Task. The complete listing should be restated exactly.

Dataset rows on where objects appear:
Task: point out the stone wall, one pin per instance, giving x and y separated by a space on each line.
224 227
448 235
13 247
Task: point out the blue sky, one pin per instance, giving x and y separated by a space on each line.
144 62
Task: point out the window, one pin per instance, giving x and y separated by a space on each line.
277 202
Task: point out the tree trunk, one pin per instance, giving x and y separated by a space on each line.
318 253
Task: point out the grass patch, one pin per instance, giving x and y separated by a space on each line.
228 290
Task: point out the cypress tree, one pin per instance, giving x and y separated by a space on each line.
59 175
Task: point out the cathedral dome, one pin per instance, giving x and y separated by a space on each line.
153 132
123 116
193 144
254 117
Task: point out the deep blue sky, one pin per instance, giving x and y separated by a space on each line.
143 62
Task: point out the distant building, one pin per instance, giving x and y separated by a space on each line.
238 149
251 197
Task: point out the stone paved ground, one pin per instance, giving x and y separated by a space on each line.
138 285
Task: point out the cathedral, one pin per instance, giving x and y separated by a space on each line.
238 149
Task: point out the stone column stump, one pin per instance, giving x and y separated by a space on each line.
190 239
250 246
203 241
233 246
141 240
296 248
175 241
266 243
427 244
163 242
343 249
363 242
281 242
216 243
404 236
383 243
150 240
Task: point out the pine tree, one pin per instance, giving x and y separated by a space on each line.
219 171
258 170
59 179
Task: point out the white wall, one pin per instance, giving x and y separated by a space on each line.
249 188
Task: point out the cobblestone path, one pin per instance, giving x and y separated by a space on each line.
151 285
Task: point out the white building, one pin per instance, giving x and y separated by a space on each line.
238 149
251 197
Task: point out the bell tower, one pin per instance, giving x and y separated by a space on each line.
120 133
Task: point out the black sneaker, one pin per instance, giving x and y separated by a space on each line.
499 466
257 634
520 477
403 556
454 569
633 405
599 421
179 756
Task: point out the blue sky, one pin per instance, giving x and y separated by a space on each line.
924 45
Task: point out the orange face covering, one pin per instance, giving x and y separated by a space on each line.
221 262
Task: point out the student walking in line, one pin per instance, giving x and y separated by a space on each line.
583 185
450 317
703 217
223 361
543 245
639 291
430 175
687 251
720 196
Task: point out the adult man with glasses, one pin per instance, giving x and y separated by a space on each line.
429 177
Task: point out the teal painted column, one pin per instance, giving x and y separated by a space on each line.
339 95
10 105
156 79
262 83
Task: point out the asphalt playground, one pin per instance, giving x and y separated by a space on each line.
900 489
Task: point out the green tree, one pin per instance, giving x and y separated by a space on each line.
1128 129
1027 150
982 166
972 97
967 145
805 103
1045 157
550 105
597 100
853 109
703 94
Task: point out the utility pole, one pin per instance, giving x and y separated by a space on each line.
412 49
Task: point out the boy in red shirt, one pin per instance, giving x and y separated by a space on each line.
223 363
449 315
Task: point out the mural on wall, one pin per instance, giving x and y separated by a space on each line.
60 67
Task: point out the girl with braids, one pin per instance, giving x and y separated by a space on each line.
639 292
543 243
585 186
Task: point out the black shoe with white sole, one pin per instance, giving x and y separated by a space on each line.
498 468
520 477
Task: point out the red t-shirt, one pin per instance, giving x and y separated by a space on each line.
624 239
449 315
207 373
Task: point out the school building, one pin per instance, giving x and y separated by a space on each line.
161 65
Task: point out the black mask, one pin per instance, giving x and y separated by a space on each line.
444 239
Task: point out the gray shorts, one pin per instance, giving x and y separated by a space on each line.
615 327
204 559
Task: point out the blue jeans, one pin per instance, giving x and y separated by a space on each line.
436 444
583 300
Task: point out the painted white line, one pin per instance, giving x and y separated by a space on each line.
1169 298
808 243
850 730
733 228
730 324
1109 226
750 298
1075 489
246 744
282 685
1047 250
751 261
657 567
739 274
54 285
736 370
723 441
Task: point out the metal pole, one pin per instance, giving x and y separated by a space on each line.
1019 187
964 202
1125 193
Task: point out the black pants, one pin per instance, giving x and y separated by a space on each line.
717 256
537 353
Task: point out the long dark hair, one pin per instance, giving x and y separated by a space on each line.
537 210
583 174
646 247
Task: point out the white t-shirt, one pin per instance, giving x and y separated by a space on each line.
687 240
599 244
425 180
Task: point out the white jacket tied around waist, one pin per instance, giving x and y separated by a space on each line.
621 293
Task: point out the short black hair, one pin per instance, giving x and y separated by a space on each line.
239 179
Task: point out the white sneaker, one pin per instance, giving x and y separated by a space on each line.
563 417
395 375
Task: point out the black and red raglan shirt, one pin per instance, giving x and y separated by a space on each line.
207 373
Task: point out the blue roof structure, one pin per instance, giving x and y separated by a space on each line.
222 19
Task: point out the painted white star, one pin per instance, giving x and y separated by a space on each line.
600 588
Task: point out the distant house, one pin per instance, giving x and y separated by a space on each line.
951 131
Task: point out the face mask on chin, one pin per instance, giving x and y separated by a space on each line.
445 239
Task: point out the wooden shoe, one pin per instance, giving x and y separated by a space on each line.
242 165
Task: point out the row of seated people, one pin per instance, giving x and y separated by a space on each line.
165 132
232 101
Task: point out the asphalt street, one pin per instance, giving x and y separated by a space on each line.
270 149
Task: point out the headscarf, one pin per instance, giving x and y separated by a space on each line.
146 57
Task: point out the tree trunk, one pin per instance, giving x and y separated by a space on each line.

Finished exercise.
Task: point out the stone wall, one pin per instance, giving x and y separated by a space on each line.
224 227
448 235
13 247
Task: point out the blue sky, one pin per instance, giving x and y separated by a space on each line.
144 62
Task: point out the window, one pin per instance, giving x and y separated by a space on each line.
277 202
Task: point out the tree trunk, one pin per instance, giving x and y separated by a space on each line.
318 253
Task: point out the grass patch, one pin per instance, giving x and y separated by a space on each line.
228 290
Task: point out the cypress tree, one pin per instance, giving x and y separated by a space on each line.
59 175
Task: point out the cathedral dome, one pin per instance, giving x and y separated by a space on each line.
153 132
123 116
193 144
254 117
Task: point out the deep blue sky, one pin per instance, giving x and y separated by a space on each line.
143 62
Task: point out the distant building, one pin per instance, giving x and y separated by a space on each line.
238 149
251 197
Task: point out the stone paved ground, one pin per instance, giving x and y separated by a space on each line.
138 285
Task: point out the cathedral, one pin per instance, giving x and y separated by a space on each line.
238 149
Task: point out the stone column stump, one pin per instance, giving x and y separated by a space on each line.
190 239
250 246
203 241
233 246
141 240
296 248
175 241
266 243
427 244
163 242
343 249
363 242
281 242
216 243
404 236
383 243
150 240
Task: point out the pine tree, one pin per instance, giving x and y separated by a space on each line.
219 171
258 170
59 179
Task: point out the white wall, one pin per instance, giving x and y separated by a space on each line.
249 188
Task: point out the cobblestone path, one pin per instance, giving x and y separated by a space on each line.
151 285
Task: point out the white building, one pin per instance, giving x and y separated by a space on each line.
238 149
251 197
Task: point out the bell tower, one pin per instance, giving x and y separated by a space on each line.
120 133
Task: point out the black sneaker, one pin per instance, giving x and y separated by a space on each line.
499 466
257 634
520 477
403 556
454 569
633 405
599 421
179 756
Task: point out the blue sky, one pin per instance, giving x and y separated by a space on each line.
924 45
Task: point out the orange face covering, one pin per instance, giving x and y separated by a space on each line.
221 262
Task: point out the student walking in line, one pin per instance, giving x and y separated by a space on each line.
583 185
450 317
703 217
223 361
543 245
639 291
430 175
687 251
720 196
Task: point out the adult man with glasses, one pin per instance, giving x and y separated by a space on each line.
429 177
Task: point out the teal painted column, one pin per instance, giving x and y separated by a space on each line.
339 95
10 105
156 79
262 83
Task: point out the asphalt playground, one pin per instance, giving x and y separated by a space on each line.
900 489
Task: point out the green tree, one pin per instance, giving x and y separated by a space on each line.
1128 129
1027 150
982 166
972 97
967 145
805 103
1045 157
550 105
597 100
853 109
703 94
Task: point out the utility pole, one pin per instance, giving x and y separated by a space on each line.
412 49
Task: point out the boy in red shirt, one pin per instance, giving x and y separated by a space on each line.
223 363
449 315
Task: point out the mural on wall, one pin per instance, giving x and y separated by a space on each line.
60 67
Task: point out the girl with braids, one pin per instance, giving x and y separated by a space on each line.
639 292
543 243
585 186
Task: point out the black shoe with white sole, one pin per instance, giving x and y separated by a space on each line.
498 468
520 477
Task: point out the red t-shirt, one pin per instance, giving x and y separated by a space on each line.
624 239
449 315
207 373
Task: point out the school building, one pin per instance, giving x and y separated by a space on each line.
161 65
Task: point out the black mask, one pin per instance, giving x and y separated by a space on each line.
444 239
Task: point out the gray shorts, one pin per instance, giving x and y separated by a space on each line.
615 327
204 559
Task: point out the blue jeans, one pin per instance, giving x and y separated by a space on each line.
436 444
583 300
Task: point out the painted white line, one pin per instance, giving x and y separated by a space on each line.
1169 298
808 243
850 730
733 228
730 324
1109 226
750 298
1075 489
246 744
282 685
1047 250
751 261
657 567
739 274
54 285
736 370
723 441
Task: point out the metal pole, one pin per instance, giving x and y separated by a space on each line.
1019 187
964 202
1125 193
Task: point out the black pants, one pin per instance, giving x and y separated by a space on each line.
717 256
537 353
Task: point out the long dark hair, one pin per instance, giving x and y separated by a space on each line.
537 210
583 174
646 247
Task: point out the white t-shirt, one pin per instance, giving x and y separated by a space on each line.
687 240
599 244
425 180
Task: point out the white jacket tied around waist, one pin per instance, giving x and y separated by a space on each line.
621 293
Task: point out the short black hair, one pin per instance, giving x and y separated by a space on each line.
239 179
Task: point out the white sneaker, one pin per instance, giving x and y separated by a space on each line.
563 417
395 375
Task: point out the black and red raglan shirt, one pin per instance, giving x and y separated by a space on each line.
207 373
Task: point out the blue roof structure, one pin per instance, giving x and y separated by a space on each line.
222 19
Task: point out the painted white star, one pin per instance, giving x and y separated by a space on each line.
600 588
Task: point out the distant house, one pin per instance, giving x and y separated by a space on each line.
951 131
Task: point out the face mask on chin, one pin per instance, giving x and y separated by a space on each line.
445 239
Task: point out the wooden shoe, one pin per instance, giving x and y separated by a space on each line.
242 165
Task: point out the row of seated people, one pin per instance, giving x and y separated by a space on each line.
165 132
232 101
Task: point out the asphalt street, one pin per instance, giving x and y separated by a space on each line.
270 149
Task: point out the headscarf, one pin per instance, giving x and y separated by a space on each line.
146 57
Task: point out the tree trunk, one pin per instance, giving x and y separated by a space on each line.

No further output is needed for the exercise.